Document section
§
Given Liszt’s importance and lasting influence, this beautifully produced, excellently written and documented book will likely prove to be a useful–even necessary–addition to the personal libraries of pianists, students of the piano literature and researchers in the field of 19th century music/Romanticism, and to institutional music libraries with collections in these areas. Highly recommended.
Liszt as Transcriber, by Jonathan Kregor, Cambridge University Press 2010. ISBN 978-0-521-11777-7. 299 pages, hardcover.
Ravel Studies, edited by Deborah Mawer, is a compendium of nine scholarly chapters about Maurice Ravel (1874-1937). The goal of the book is “through historical, critical, and analytical means,” to “reveal the symbiotic relationships between Ravel’s music and aesthetic, cultural, literary, gender, performance-based, and medical studies.”
The chapter titles are intriguing and may well prompt the reader to investigate further the obscure extra-musical pursuits of this revered French master, whose music has always been beloved by performers and audiences. Chapter titles such as “Erotic ambiguity in Ravel’s music,” “Enchantments and illusions: recasting the creation of L’Enfant et les sortilèges” and “Encountering La Valse: perspectives and pitfalls” suggest that there are hidden and unplumbed depths within Ravel’s music and psyche. The chapters are indeed illuminating – perhaps none more so than the final one, which recounts the backstory behind the composer’s tragic and still-mystifying death, “The longstanding fascination with ‘le cas Ravel.”
§
[Dataset excerpts]
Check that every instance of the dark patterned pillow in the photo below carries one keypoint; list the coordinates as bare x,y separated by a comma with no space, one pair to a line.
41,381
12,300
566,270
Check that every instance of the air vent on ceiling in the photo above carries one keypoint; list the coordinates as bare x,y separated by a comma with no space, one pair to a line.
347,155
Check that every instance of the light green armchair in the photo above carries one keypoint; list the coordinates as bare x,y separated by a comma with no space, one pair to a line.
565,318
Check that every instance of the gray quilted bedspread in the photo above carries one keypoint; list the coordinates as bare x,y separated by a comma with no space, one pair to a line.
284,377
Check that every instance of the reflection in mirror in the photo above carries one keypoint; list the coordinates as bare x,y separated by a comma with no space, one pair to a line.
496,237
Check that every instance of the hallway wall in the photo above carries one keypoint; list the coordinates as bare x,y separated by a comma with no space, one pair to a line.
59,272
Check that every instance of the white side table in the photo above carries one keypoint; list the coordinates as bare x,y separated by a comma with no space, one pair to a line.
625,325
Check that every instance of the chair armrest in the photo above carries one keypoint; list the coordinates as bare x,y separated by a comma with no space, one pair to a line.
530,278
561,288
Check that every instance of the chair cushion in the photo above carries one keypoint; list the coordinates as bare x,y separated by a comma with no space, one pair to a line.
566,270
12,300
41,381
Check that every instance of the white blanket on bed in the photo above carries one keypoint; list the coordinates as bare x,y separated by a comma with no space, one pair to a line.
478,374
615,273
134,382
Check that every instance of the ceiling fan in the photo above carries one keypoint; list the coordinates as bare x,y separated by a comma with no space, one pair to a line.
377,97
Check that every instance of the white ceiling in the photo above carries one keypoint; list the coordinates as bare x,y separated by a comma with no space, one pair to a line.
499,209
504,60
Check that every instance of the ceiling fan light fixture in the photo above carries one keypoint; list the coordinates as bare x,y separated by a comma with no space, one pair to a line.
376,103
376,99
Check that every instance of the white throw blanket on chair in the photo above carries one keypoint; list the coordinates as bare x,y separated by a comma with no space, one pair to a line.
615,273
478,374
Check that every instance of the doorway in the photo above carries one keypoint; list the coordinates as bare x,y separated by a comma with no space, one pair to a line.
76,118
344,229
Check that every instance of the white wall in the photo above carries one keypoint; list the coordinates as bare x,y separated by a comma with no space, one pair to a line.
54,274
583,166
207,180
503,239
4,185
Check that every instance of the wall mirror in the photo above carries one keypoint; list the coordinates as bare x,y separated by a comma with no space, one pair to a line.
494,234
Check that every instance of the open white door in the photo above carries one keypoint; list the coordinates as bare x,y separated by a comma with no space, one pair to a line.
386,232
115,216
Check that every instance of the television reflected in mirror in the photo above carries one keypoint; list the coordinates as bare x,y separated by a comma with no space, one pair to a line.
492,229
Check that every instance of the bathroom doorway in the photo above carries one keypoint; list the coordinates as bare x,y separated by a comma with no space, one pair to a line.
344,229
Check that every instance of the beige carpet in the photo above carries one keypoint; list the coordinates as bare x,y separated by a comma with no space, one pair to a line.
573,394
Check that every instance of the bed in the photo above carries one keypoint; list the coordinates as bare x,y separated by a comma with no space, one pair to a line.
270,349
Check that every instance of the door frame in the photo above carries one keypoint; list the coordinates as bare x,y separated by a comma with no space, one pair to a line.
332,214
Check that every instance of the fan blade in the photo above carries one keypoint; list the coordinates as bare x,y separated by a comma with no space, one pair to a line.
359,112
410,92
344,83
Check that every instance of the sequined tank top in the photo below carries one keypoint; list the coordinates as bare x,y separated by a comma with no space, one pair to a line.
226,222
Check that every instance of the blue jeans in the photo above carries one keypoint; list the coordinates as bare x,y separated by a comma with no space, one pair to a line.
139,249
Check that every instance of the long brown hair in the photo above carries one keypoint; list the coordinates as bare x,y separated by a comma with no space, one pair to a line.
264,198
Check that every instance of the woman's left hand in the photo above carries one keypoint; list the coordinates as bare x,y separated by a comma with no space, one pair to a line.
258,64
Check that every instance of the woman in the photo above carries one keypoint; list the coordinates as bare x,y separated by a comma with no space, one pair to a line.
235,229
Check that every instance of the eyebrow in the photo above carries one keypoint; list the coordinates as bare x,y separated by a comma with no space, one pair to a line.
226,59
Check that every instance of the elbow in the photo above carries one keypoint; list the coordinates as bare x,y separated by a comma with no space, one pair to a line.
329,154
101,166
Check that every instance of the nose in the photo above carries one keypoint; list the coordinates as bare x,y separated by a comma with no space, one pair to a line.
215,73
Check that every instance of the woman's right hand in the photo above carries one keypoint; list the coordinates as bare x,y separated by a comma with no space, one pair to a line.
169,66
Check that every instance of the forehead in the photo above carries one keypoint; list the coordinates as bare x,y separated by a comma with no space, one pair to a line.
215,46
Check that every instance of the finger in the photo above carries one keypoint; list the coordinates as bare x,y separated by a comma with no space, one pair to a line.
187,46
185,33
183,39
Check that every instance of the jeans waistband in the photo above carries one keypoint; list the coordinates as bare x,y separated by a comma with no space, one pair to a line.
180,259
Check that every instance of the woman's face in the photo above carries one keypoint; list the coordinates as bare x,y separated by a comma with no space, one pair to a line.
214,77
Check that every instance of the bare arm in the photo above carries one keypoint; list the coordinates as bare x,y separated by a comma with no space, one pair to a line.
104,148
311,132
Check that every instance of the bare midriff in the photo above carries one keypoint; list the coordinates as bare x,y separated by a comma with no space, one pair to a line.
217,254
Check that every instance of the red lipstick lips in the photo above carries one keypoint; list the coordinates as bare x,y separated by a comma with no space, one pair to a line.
§
Instructions
• 1. Answer these questions using the book review excerpt:
(a) Who is the author of Liszt as Transcriber?
(b) How many chapters does Ravel Studies contain?
(c) What does the final chapter of Ravel Studies recount?
• 2. Reproduce the book review excerpt word for word, starting with "Given Liszt’s importance" and going on through "areas. Highly recommended.".

Response list
• 1.
(a) Jonathan Kregor
(b) Nine
(c) The backstory behind the composer's tragic and still-mystifying death

• 2.
Given Liszt’s importance and lasting influence, this beautifully produced, excellently written and documented book will likely prove to be a useful–even necessary–addition to the personal libraries of pianists, students of the piano literature and researchers in the field of 19th century music/Romanticism, and to institutional music libraries with collections in these areas. Highly recommended.